- _TEXT FOR ANALYSIS_

____________________

Esri / geoportal-server

Geoportal Server is a standards-based, open source product that enables discovery and use of geospatial resources including data and services.
https://gptogc.esri.com/geoportal
Apache License 2.0
244 stars 149 forks source link

UPDATEDATE Field in GPT_RESOURCE table not getting updated on Full Synchronization (v 1.2.7) #268

Open rmbradley opened 7 years ago

rmbradley commented 7 years ago

This may not be an issue but may be a misunderstanding of how the UPDATEDATE field works in the context of harvesting records. When we execute a full synchronization on a set of existing records for ReST-based map services we are expecting the UPDATEDATE field for all records to reflect the current date due to the Map services being either "new" or "refreshed" (at least re-created with no changes). We do see some records that show a new date, but we have not made any updates to the underlying map service

We are seeing the same issue with XML metadata files from a Web Accessible Folder (WAF), but we are able to modify the XML content (although we don't want to) to get the full synchronization to trigger the UPDATEDATE field to record the current date.

We found that physically modifying an XML metadata file results in a modified UPDATEDATE field after a re-harvest. (Even one character or a space character works). I suppose this stands to reason since Geoportal somehow knows the record content has changed. If we wish to see the current date for all records, we could delete the geoportal records representing the XMLs or Map Services to basically trigger a new full synchronization - but that has other issues, like collection reassignment and database IDs, that we would prefer to avoid.

This triggers a question about how Geoportal identifies an underlying data source that has been updated, or if the full synchronization is actually supposed to record an update of ALL records or only just those that actually changed. For XML files, it seems like it is relying on the O/S "file modified date" to check for this, but for ReST-based map service records in geoportal we are unable to find any type of update to the map service that would trigger a new UPDATEDATE value. How does it detect updates to mapservices?

____________________

- _DATA LISTING_
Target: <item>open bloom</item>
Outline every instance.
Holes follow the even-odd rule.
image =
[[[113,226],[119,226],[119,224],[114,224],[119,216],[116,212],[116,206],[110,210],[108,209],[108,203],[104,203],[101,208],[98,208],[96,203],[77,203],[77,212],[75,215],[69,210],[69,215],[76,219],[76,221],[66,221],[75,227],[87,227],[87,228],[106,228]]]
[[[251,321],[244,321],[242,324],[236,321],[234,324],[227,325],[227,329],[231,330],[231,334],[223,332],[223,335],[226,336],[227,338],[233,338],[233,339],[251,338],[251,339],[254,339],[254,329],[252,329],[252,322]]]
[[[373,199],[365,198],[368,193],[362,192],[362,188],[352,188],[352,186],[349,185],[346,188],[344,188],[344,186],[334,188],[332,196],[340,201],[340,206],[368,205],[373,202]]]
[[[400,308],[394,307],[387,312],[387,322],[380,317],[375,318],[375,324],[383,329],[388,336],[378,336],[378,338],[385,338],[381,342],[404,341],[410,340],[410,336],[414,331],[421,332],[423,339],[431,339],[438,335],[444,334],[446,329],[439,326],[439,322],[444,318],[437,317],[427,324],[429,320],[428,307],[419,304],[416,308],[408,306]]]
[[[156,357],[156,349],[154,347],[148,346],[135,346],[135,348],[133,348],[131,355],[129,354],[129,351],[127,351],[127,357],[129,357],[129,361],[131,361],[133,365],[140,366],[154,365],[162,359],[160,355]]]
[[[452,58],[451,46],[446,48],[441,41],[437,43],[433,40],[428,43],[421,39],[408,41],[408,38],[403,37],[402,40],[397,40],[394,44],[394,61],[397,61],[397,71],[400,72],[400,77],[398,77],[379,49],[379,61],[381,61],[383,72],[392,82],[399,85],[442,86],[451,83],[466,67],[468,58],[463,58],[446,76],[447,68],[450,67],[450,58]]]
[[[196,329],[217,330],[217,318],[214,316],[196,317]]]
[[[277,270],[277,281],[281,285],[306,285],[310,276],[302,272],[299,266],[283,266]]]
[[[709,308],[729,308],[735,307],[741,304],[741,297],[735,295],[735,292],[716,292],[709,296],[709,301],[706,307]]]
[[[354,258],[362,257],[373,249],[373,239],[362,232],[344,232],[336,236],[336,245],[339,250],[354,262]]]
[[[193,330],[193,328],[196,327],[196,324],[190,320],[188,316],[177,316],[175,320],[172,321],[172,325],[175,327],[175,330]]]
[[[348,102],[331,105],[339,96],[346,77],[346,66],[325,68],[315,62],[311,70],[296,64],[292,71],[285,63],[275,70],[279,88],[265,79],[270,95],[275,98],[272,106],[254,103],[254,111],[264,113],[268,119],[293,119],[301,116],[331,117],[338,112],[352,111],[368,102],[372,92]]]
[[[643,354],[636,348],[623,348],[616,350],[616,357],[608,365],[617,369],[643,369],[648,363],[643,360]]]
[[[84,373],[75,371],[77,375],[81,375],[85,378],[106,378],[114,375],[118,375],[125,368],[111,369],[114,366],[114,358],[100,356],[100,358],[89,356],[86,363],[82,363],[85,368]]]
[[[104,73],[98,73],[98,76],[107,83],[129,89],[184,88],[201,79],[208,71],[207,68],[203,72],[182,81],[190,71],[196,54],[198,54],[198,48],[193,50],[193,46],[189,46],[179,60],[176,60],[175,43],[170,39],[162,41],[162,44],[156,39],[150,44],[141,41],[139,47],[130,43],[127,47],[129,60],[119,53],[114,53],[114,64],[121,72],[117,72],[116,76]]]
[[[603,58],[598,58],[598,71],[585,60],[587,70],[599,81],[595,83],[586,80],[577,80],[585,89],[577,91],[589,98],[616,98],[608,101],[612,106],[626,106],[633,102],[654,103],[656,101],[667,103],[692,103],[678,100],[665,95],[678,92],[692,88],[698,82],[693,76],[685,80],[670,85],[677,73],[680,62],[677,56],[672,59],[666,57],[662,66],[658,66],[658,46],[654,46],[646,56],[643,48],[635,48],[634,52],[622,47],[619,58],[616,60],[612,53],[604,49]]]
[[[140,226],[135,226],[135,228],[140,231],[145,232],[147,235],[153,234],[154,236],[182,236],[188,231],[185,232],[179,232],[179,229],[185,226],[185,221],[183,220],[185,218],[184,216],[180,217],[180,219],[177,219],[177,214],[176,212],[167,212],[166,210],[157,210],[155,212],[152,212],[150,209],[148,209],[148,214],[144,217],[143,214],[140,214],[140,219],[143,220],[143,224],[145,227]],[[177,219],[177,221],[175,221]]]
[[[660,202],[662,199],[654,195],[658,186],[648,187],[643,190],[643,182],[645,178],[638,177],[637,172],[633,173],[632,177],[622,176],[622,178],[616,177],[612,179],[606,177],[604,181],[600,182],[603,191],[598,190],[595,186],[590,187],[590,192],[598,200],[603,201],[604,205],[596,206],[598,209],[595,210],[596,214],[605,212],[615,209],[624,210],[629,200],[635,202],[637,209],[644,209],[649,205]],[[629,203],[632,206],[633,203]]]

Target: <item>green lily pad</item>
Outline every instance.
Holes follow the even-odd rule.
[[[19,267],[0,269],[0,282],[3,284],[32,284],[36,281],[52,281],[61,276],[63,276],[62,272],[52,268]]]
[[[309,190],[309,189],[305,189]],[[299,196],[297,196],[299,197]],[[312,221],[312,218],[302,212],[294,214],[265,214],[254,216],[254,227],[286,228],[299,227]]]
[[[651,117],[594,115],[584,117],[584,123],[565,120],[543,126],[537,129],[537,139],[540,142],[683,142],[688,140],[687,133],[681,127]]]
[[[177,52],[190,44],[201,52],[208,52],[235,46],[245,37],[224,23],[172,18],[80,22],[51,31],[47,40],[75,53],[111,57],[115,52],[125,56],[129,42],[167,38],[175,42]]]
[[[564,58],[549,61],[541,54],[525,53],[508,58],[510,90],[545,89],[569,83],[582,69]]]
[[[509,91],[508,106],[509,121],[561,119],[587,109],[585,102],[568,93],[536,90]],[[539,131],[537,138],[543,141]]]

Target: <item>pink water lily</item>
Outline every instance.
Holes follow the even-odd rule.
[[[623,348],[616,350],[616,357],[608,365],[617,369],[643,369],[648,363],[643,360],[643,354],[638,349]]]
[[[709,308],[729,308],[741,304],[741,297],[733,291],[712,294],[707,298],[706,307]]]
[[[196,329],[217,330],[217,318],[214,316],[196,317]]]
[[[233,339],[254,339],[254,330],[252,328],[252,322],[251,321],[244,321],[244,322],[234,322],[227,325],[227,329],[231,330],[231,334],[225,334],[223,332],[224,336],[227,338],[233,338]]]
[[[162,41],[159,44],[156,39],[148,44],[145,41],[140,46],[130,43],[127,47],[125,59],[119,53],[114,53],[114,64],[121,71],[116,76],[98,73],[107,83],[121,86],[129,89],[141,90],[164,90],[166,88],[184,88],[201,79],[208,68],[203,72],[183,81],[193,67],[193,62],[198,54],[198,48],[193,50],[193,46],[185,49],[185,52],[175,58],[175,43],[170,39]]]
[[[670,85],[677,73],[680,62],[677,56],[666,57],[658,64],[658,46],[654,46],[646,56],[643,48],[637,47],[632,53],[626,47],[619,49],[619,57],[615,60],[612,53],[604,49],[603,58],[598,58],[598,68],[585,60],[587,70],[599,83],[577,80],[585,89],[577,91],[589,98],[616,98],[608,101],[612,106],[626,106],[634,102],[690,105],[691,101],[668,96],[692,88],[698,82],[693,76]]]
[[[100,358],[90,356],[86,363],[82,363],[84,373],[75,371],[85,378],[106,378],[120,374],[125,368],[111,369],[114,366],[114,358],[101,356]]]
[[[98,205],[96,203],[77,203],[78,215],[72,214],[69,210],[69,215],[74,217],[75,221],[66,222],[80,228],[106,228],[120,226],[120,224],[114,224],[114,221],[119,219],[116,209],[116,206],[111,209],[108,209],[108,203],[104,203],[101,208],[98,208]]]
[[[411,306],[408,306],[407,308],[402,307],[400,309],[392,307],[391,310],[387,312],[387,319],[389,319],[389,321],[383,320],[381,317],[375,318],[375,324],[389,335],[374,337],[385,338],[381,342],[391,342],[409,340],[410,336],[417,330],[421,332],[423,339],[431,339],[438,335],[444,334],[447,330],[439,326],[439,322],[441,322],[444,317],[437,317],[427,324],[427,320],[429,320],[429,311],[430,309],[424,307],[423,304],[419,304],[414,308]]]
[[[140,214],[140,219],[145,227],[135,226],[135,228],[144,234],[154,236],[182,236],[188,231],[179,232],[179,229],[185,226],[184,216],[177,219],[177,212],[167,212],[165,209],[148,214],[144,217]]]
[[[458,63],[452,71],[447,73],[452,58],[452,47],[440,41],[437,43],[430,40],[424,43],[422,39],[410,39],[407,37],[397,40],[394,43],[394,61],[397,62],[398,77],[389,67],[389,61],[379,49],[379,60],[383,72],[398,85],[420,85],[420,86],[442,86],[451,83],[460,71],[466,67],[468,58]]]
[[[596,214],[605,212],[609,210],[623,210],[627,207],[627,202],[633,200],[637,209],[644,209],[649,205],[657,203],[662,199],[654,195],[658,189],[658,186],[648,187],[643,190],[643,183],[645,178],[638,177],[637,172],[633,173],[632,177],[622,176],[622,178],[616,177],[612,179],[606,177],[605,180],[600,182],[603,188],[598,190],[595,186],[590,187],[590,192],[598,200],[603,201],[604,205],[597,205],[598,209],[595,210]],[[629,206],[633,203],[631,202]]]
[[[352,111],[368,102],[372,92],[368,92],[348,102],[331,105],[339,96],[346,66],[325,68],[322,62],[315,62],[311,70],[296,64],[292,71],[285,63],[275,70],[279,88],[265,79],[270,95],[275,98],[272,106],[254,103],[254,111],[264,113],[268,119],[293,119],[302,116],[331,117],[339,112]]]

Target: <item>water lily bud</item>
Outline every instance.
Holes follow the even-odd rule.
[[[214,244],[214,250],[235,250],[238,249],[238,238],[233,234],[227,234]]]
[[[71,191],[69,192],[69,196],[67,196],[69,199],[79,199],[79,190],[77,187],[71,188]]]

____________________

- _TASKS TO COMPLETE_
A. According to the Geoportal issue, what change to an XML metadata file results in a modified UPDATEDATE field after a re-harvest?
B. Quote the Geoportal issue from "We found that" to "prefer to avoid.".
C. Continue the Geoportal issue after its final sentence.
The data has no connection to the Geoportal issue.

- _EXPECTED RESPONSES_
A. Physically modifying the file, even by a single character or a space.

B.
We found that physically modifying an XML metadata file results in a modified UPDATEDATE field after a re-harvest. (Even one character or a space character works). I suppose this stands to reason since Geoportal somehow knows the record content has changed. If we wish to see the current date for all records, we could delete the geoportal records representing the XMLs or Map Services to basically trigger a new full synchronization - but that has other issues, like collection reassignment and database IDs, that we would prefer to avoid.

C.
Can you verify what we are seeing is normal behavior? We think, but don't know for certain, that under 1.2.5 a reharvest was updating the UPDATEDATE field after a "re-fresh" in the map service scenario described above.

Thanks on behalf of the BLM Landscape Approach Data Portal Team

Rick

zguo commented 7 years ago

the full synchronization will check if the metadata is still there and if the metadata was updated, if metadata is there but no update, then the update date will not change, if metadata has been updated, then the updatedate will be the new date. for services I believe (have to confirm with Piotr) it compares the text used for assembling the metadata to see if anything different, if same, no change to updatedate, if different then update will be new date.

DanelleM commented 6 years ago

I think where my confusion lies in the apparent different way that the term "Update" is used in the harvest report and the Manage Records view and a difference of opinion on how the function a Full vs Incremental synchronization should behave. The harvest/synchronization report will state that all records have been updated using the term "DocsUpdated", but when you review those records in the Manage Records view, only a few of those records reflect the date of the harvest in the "Date" column. We use a full synchronization exclusively.

So the harvest report says 10 records were updated, but a new date (11/27 - date of harvest) only shows for 6 records in the manage interface - those that actually had a content change in the underlying file. I recognize that only the term "Date" is used in the Manage Records interface but the underlying database field that populates the Date is called UpdateDate. I might expect an incremental sync to reflect only actual changes, but a Full Sync to grab everything regardless of underlying updates. Perhaps I am the only one confused by this, but if a different term appeared in the harvest report - maybe "DocsConfirmed" - that more accurately reflected the function that is happening, or the count in DocsUpdated reflect only those records that have actually had a change captured.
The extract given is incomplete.